Stated problem A:
Answer these questions about the Haskell mailing-list thread below, one answer per line:
(i) What type signature does the thread give for sequence?
(ii) Which function does mutateLetter apply to the result of lookup?
(iii) What would the performance-junkie want to check the core for?

Text segment:
[Haskell-beginners] Simplifying code

[Daniel Fischer]

Am Dienstag 09 Februar 2010 23:07:55 schrieb Patrick LeBoutillier:
> Daniel,
>
> > Sure. If you don't mind that the mutations come in a different order,
> > one thing that works wonders is "sequence",
> >
> > sequence :: Monad m => [m a] -> m [a]
> >
> > In particular, for m = [], sequence :: [[a]] -> [[a]]. Then, knowing
> > what sequence does, we can write
> >
> > import Control.Monad (sequence)
> >
> > generateAll :: String -> [String]
> > generateAll word = sequence (map f word)
> >     where
> >     f c = case lookup c leat of
> >                Just r  -> [c,r]
> >                Nothing -> [c]
>
> That's very nice!

Thanks. But from a clean-code-higher-level perspective, it's even nicer 
with your

> -- Returns a list of possible characters for c
> mutateLetter :: Char -> [Char]
> mutateLetter c = c : (maybeToList $ lookup c leet)

(here is a point where it would be even nicer if lookup had the type

lookup :: (Eq a, MonadPlus m) => a -> [(a,b)] -> m b
). The performance-junkie in me would want to look at the core to make sure 
the maybeToList is eliminated by the compiler, though.

>
> One question though: In the docs sequence is described as:
>
>   "Evaluate each action in the sequence from left to right, and
> collect the results."
>
> How is one supposed to deduce what the behavior will be for the list
> monad (besides looking at the source)?

Given its polymorphic type

sequence :: Monad m => [m a] -> m [a]

, what can sequence do?

Stated problem B: Filter the rows below, keeping only those that contain the string "shrub".

Records:
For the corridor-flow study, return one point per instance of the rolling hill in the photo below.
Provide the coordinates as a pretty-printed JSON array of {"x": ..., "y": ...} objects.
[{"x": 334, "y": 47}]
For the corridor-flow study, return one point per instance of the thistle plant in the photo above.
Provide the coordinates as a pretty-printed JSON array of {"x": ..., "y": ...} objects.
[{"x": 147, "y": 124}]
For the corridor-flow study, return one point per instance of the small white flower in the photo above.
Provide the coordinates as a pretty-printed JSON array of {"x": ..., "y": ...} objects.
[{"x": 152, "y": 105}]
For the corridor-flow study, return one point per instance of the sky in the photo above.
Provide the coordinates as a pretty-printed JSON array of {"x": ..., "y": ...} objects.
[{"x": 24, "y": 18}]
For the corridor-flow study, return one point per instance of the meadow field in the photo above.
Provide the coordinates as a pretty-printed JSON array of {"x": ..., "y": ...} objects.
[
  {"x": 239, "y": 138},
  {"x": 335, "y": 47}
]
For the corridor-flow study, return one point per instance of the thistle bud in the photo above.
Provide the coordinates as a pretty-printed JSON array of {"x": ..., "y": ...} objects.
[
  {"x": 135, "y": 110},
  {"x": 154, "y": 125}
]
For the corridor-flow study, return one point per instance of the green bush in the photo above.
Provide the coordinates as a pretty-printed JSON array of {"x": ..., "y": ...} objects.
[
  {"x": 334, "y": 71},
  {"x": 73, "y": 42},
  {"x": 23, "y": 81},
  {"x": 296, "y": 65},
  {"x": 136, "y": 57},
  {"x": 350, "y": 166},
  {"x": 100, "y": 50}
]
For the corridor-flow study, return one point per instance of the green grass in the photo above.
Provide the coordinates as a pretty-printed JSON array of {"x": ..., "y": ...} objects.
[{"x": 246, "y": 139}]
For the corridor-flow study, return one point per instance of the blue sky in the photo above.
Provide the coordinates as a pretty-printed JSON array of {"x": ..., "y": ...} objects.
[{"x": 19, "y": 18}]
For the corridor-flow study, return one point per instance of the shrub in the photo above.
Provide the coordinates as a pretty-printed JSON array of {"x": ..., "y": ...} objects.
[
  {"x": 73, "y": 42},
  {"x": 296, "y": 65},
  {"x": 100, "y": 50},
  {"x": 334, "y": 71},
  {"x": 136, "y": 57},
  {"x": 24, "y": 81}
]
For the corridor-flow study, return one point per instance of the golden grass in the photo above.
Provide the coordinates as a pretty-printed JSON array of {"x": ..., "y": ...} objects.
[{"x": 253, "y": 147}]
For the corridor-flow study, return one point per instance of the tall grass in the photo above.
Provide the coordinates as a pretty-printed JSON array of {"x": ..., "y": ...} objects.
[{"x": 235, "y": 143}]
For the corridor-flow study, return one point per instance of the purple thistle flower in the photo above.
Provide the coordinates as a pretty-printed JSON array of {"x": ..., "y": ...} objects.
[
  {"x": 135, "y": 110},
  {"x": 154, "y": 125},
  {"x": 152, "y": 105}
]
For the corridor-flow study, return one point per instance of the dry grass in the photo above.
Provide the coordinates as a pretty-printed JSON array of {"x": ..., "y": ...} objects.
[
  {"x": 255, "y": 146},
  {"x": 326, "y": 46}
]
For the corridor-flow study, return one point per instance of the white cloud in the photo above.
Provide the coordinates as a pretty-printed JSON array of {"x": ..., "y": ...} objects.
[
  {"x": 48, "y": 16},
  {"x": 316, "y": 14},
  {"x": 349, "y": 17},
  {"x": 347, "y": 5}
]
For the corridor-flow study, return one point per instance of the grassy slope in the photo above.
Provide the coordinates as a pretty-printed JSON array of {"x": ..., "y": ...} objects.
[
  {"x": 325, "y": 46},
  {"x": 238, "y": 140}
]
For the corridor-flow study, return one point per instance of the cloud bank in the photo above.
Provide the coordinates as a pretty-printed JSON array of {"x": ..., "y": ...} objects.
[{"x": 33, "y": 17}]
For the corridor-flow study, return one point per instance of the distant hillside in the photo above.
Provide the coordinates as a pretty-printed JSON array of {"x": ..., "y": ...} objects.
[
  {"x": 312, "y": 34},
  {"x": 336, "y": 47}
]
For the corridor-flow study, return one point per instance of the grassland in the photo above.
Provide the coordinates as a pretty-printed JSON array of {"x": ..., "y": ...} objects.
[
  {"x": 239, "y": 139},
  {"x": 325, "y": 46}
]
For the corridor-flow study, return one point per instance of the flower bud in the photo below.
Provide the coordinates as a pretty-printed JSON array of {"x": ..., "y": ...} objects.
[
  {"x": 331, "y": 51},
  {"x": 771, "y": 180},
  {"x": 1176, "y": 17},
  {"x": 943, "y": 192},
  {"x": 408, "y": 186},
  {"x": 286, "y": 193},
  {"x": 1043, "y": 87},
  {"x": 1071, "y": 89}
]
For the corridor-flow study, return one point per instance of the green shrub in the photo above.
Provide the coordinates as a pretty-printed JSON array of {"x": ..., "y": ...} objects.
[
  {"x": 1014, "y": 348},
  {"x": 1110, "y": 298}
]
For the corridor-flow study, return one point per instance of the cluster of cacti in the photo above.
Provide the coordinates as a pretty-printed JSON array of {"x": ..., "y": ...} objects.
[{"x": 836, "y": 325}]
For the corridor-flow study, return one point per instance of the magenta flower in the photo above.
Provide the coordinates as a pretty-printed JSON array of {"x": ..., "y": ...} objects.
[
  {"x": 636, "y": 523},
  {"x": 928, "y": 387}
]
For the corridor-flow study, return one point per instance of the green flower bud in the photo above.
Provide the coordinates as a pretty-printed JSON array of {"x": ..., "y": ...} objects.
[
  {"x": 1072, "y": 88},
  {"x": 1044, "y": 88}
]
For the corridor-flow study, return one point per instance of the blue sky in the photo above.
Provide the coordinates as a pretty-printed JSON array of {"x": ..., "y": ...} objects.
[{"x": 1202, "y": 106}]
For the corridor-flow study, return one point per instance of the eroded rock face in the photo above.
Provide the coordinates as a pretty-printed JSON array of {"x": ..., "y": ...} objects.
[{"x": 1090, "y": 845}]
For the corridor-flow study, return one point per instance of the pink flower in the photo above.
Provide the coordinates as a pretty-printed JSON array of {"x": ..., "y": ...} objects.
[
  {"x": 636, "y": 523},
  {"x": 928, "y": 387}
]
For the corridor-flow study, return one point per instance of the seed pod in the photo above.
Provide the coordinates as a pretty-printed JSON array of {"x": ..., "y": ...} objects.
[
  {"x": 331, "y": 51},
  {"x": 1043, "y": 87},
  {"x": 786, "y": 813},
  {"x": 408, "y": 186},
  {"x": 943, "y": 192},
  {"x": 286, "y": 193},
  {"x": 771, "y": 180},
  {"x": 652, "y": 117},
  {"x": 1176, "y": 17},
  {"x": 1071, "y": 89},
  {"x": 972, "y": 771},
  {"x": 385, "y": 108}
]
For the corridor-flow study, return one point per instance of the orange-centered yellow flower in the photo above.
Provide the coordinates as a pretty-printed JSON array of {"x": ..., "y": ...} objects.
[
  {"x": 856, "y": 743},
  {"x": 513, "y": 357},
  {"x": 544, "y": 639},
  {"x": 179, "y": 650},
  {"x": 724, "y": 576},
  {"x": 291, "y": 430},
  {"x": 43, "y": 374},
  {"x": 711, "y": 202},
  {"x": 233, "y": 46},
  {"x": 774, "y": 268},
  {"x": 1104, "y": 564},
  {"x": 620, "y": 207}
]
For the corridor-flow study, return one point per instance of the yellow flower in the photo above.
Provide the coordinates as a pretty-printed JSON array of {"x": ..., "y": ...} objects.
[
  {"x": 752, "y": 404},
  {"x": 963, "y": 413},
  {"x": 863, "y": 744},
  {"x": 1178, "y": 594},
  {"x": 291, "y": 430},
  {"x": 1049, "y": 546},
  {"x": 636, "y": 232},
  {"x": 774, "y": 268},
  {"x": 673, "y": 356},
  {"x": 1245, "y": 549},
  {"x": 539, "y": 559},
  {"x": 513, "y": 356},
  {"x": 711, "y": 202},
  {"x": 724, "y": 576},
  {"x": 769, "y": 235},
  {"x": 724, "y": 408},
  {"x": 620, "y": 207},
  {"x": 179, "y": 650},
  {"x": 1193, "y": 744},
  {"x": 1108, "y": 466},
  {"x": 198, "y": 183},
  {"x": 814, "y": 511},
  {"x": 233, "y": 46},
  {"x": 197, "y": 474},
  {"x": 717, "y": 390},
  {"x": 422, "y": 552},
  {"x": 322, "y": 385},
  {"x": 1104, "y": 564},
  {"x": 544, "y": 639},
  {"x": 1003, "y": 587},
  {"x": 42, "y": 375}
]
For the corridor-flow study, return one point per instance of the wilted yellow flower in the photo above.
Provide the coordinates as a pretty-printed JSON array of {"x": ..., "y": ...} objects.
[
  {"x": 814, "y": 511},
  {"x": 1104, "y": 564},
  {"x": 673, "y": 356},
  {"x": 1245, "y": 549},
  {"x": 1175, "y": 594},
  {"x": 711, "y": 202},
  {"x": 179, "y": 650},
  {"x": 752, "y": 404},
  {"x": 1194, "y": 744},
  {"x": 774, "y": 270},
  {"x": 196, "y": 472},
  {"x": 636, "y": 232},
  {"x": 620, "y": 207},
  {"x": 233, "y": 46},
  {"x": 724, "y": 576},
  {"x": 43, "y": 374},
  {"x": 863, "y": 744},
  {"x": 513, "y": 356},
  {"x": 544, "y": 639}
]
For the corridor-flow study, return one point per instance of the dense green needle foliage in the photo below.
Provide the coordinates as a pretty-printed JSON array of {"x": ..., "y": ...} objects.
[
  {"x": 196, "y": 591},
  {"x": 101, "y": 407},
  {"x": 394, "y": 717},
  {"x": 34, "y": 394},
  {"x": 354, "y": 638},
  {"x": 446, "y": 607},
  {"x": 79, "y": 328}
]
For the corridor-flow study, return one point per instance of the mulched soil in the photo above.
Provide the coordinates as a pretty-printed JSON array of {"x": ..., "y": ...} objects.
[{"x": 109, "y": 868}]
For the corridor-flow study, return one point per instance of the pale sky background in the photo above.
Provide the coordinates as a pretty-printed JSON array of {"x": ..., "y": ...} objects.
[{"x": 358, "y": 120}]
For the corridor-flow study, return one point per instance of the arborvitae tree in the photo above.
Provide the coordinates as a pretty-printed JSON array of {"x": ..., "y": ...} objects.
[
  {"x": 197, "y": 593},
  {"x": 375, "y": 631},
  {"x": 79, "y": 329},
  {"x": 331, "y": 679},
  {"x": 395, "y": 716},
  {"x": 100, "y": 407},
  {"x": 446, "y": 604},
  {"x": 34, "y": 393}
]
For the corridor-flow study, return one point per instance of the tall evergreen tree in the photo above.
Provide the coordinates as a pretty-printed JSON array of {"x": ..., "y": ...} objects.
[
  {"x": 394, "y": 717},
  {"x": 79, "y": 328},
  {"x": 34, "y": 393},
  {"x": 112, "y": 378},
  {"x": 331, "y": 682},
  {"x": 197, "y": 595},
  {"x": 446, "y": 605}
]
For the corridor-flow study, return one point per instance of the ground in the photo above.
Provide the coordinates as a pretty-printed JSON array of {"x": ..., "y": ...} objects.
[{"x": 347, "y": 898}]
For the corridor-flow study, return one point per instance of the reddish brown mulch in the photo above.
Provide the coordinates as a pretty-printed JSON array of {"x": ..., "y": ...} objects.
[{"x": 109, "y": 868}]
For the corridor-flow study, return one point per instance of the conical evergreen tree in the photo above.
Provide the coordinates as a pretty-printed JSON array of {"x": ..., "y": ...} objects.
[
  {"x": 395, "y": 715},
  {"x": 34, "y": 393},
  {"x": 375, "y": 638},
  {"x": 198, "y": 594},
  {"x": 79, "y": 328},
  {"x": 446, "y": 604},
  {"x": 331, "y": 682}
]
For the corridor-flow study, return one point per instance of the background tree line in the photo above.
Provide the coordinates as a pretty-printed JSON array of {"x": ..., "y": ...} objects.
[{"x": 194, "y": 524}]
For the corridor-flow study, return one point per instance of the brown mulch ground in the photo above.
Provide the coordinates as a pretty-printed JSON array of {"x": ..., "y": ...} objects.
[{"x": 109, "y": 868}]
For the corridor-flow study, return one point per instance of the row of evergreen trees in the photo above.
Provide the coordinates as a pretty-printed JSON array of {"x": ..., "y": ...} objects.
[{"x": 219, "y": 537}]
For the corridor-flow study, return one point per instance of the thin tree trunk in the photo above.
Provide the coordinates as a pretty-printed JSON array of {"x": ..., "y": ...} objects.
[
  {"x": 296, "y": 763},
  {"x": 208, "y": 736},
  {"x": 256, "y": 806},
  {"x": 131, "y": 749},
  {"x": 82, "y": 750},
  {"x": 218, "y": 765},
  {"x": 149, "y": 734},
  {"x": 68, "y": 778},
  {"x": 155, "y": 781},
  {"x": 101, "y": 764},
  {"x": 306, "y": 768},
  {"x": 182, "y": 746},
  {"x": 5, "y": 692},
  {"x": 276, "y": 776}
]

Result A:
(i) sequence :: Monad m => [m a] -> m [a]
(ii) maybeToList
(iii) To make sure the maybeToList is eliminated by the compiler.

Result B:
For the corridor-flow study, return one point per instance of the shrub in the photo above.
For the corridor-flow study, return one point per instance of the green shrub in the photo above.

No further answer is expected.